WHAT IS ASKED: State how many lines in the entries below contain the word "plaster". Give only the number.

ENTRIES PROVIDED:
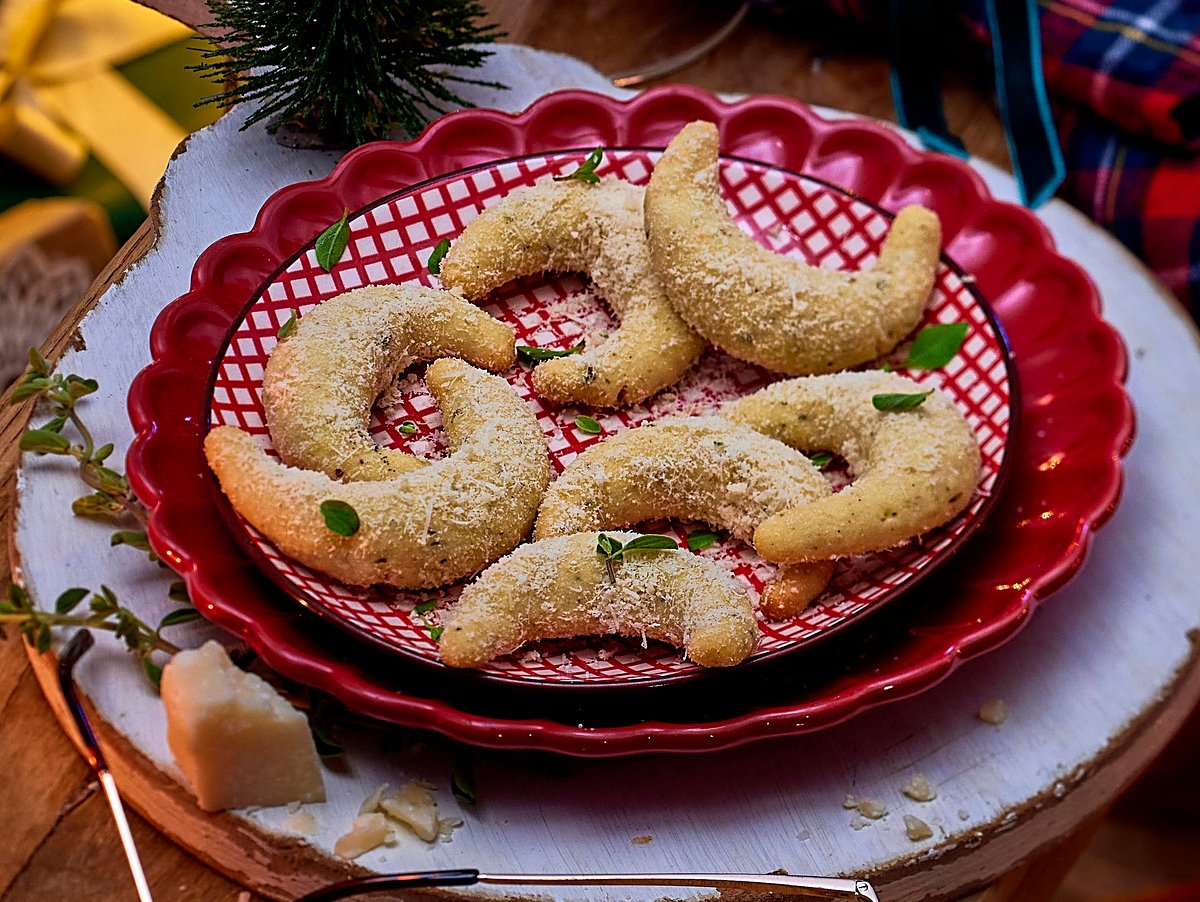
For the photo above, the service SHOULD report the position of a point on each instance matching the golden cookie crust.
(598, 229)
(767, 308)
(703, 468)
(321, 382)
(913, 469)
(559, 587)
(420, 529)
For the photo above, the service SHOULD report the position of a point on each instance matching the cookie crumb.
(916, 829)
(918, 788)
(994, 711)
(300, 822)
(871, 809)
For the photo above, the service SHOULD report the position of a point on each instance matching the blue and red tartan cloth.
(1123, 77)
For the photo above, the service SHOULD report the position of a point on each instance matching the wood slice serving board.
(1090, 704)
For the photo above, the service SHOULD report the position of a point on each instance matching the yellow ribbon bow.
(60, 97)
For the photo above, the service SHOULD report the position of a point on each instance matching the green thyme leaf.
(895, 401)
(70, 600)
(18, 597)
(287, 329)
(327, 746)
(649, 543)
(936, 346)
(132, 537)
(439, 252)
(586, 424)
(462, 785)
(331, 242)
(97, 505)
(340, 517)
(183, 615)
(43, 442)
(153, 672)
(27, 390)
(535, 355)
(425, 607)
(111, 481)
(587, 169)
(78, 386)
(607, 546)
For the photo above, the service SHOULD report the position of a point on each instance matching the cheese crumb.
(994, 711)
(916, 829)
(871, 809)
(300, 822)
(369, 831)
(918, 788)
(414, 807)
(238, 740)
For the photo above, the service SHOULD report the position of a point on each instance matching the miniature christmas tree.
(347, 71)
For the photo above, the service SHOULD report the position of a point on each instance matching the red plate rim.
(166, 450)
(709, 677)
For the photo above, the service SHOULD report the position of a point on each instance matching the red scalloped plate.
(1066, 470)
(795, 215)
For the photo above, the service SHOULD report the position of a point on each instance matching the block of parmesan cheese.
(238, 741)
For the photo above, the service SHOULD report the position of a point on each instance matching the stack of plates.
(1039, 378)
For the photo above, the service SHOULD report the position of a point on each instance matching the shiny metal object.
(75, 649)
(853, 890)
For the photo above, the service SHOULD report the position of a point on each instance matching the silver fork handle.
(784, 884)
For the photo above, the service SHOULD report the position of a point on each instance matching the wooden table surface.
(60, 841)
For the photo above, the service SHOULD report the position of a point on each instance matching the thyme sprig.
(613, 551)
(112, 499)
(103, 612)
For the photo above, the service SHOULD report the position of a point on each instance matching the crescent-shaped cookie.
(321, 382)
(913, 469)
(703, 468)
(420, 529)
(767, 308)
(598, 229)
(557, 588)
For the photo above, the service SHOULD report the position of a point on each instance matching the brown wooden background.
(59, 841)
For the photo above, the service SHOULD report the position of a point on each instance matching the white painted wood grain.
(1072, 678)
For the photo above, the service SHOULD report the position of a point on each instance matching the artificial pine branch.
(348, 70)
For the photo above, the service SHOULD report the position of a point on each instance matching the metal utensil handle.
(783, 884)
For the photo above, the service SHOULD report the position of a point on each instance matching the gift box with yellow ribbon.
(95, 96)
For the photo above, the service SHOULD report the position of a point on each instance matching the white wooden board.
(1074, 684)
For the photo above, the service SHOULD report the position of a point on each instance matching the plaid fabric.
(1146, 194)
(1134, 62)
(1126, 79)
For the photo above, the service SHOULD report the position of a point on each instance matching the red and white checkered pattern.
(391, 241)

==

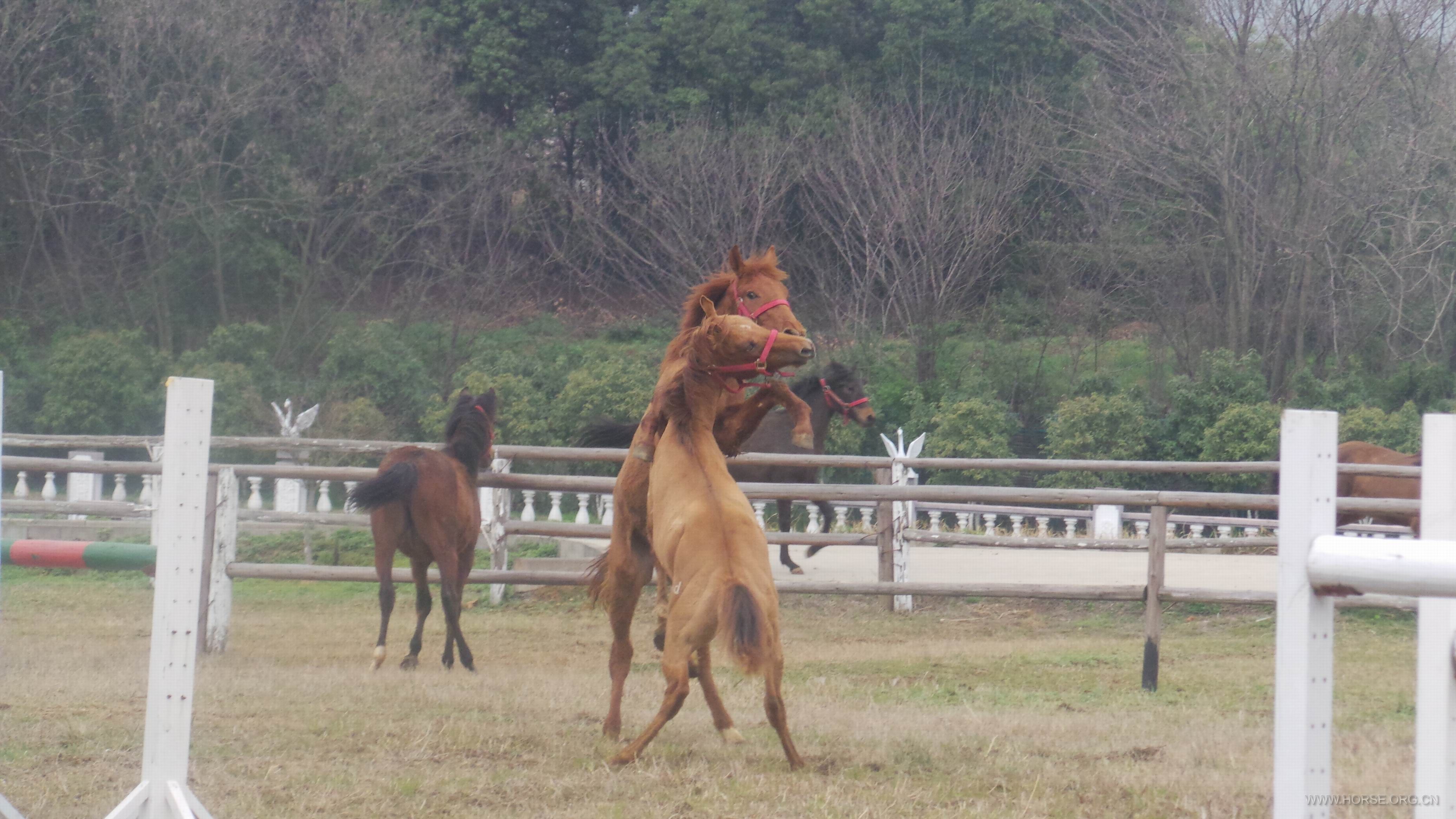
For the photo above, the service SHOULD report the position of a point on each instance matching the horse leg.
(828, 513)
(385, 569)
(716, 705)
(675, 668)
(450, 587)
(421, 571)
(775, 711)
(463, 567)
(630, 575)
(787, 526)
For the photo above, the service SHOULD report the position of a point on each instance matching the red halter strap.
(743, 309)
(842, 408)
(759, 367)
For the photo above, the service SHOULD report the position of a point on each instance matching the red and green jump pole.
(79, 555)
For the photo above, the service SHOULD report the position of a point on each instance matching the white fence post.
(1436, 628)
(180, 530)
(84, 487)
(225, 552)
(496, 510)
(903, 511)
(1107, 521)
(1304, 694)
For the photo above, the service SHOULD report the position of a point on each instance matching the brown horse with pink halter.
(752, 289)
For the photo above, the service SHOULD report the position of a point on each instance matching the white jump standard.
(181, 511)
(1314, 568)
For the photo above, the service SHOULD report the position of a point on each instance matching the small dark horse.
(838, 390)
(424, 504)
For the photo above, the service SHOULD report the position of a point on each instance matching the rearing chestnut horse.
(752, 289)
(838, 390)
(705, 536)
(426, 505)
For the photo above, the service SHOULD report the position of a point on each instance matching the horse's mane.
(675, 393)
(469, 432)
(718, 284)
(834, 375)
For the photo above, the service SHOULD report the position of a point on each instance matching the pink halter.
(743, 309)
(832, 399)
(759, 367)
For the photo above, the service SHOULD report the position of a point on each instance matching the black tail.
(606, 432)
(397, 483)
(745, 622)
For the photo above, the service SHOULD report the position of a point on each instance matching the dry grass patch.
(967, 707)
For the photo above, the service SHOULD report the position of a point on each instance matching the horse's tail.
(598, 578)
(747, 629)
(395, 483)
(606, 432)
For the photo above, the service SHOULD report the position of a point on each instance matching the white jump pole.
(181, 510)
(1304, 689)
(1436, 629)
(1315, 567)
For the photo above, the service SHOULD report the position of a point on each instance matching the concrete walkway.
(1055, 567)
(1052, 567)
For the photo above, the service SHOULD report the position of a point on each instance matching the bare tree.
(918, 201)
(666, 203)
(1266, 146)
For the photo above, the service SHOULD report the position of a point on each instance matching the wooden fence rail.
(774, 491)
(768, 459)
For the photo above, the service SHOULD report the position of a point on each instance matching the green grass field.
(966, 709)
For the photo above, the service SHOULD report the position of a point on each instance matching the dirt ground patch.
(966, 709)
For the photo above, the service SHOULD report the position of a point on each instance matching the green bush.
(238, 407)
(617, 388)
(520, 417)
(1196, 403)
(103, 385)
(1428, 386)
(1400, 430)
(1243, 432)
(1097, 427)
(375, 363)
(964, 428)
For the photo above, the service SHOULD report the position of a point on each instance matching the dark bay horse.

...

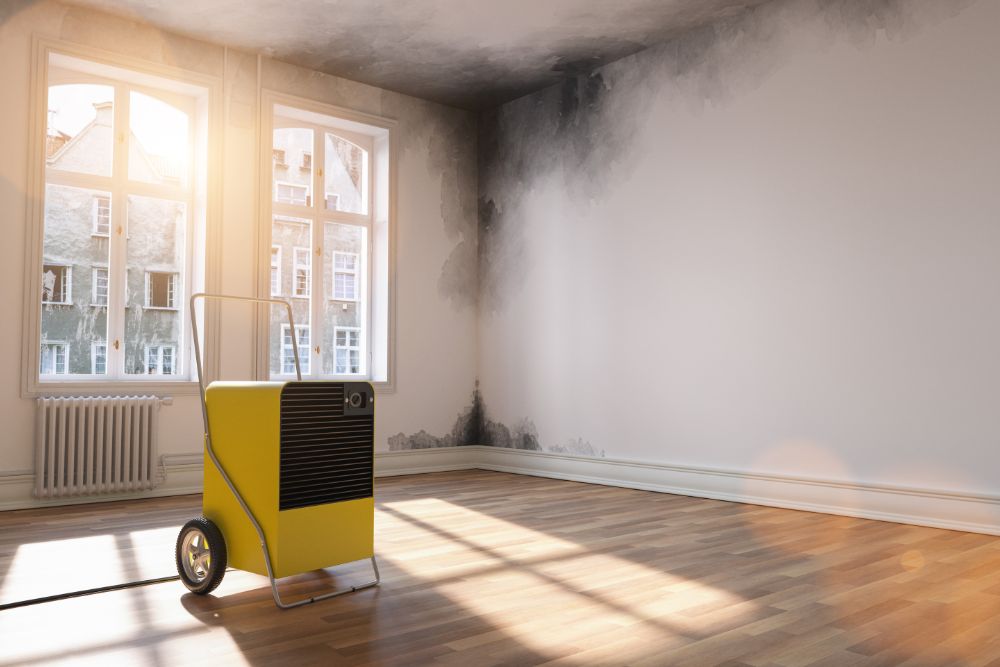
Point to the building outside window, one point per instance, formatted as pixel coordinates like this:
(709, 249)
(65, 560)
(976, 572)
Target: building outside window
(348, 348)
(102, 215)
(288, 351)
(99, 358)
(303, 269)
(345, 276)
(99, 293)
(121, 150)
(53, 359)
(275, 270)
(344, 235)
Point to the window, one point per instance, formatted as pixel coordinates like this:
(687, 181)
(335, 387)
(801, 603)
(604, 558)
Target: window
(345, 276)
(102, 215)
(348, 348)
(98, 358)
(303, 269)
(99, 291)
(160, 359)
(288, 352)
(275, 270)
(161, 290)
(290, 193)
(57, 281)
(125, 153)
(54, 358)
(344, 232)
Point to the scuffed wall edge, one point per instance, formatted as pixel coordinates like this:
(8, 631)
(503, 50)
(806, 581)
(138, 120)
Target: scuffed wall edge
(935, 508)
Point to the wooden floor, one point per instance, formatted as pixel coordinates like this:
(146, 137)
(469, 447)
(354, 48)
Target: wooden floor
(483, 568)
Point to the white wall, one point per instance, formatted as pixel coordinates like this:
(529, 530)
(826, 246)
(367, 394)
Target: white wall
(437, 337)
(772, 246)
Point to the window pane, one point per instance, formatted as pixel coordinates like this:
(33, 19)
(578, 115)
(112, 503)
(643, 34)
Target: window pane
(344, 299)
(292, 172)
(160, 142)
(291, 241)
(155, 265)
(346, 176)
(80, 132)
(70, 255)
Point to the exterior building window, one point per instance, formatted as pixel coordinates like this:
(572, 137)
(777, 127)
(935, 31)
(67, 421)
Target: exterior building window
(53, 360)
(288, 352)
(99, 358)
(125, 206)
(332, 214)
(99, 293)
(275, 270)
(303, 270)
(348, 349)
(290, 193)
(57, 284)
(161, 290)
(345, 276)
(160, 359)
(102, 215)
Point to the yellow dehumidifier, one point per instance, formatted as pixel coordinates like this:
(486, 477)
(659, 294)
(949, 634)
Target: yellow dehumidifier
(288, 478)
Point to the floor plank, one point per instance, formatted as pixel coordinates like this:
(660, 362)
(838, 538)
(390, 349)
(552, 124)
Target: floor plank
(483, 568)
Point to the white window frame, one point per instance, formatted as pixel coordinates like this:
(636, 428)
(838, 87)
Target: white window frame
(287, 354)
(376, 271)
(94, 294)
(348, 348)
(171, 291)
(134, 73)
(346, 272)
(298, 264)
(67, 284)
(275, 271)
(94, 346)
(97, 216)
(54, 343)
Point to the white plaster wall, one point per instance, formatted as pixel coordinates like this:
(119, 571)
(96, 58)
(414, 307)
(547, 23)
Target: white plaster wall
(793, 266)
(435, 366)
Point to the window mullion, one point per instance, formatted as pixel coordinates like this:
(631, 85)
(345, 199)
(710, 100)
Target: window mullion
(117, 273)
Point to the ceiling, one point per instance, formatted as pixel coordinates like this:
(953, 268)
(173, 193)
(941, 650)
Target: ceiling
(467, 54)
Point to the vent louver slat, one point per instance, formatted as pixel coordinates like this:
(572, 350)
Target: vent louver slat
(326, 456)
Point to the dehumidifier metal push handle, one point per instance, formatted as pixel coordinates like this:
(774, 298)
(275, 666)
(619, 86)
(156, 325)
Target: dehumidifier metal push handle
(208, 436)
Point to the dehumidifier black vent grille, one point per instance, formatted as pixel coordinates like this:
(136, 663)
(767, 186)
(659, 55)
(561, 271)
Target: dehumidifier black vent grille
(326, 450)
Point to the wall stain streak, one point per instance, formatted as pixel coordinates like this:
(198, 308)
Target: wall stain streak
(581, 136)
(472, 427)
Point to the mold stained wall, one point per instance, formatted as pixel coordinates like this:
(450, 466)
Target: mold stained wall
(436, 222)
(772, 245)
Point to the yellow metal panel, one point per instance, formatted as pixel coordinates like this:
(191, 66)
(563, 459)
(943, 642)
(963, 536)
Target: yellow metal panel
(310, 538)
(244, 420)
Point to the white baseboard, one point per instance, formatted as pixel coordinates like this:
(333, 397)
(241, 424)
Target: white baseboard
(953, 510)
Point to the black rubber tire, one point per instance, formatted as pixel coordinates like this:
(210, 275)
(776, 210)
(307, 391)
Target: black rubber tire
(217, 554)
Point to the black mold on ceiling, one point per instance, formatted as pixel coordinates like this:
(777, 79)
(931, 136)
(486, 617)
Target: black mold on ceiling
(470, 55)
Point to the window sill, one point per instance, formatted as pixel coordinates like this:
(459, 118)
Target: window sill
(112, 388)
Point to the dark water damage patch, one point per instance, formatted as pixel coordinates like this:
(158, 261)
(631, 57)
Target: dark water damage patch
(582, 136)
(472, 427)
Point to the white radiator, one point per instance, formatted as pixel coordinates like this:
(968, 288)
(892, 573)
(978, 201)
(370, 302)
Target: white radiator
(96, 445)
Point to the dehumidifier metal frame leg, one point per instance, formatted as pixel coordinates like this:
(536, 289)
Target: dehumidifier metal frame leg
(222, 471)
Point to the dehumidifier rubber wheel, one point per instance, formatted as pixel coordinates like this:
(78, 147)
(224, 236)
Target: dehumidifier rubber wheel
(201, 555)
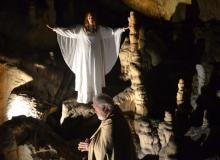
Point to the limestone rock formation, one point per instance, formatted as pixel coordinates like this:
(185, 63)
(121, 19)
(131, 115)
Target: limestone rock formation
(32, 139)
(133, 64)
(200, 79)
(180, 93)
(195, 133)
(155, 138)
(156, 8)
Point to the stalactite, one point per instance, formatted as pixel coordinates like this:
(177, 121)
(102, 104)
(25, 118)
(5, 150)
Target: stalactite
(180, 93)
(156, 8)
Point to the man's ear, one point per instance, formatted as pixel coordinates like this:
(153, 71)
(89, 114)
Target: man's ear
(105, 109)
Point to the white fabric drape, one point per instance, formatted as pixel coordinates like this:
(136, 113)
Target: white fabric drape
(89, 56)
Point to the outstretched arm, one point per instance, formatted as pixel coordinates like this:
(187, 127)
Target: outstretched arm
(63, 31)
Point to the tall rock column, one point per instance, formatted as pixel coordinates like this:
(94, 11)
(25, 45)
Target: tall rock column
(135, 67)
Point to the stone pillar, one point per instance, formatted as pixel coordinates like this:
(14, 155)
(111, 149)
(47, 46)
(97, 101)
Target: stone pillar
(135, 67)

THE RESPONSE: 2